→ **Brief**
Write the data out again, character for character, with no images.

→ **Excerpted data**
[start]

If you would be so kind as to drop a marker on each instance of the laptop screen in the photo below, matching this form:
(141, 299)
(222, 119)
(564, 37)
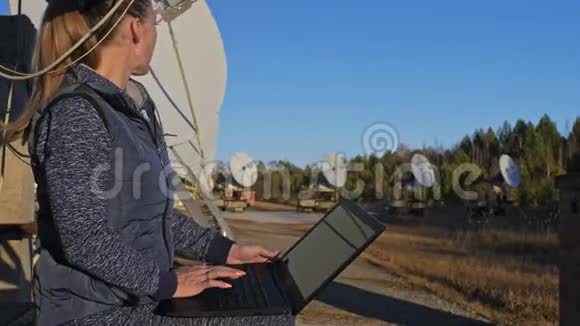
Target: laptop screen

[end]

→ **Result for this task**
If you would be so kind as to drop a marker on each instance of the laptop screen in the photo below, matching this form:
(141, 299)
(222, 119)
(564, 37)
Target: laptop screen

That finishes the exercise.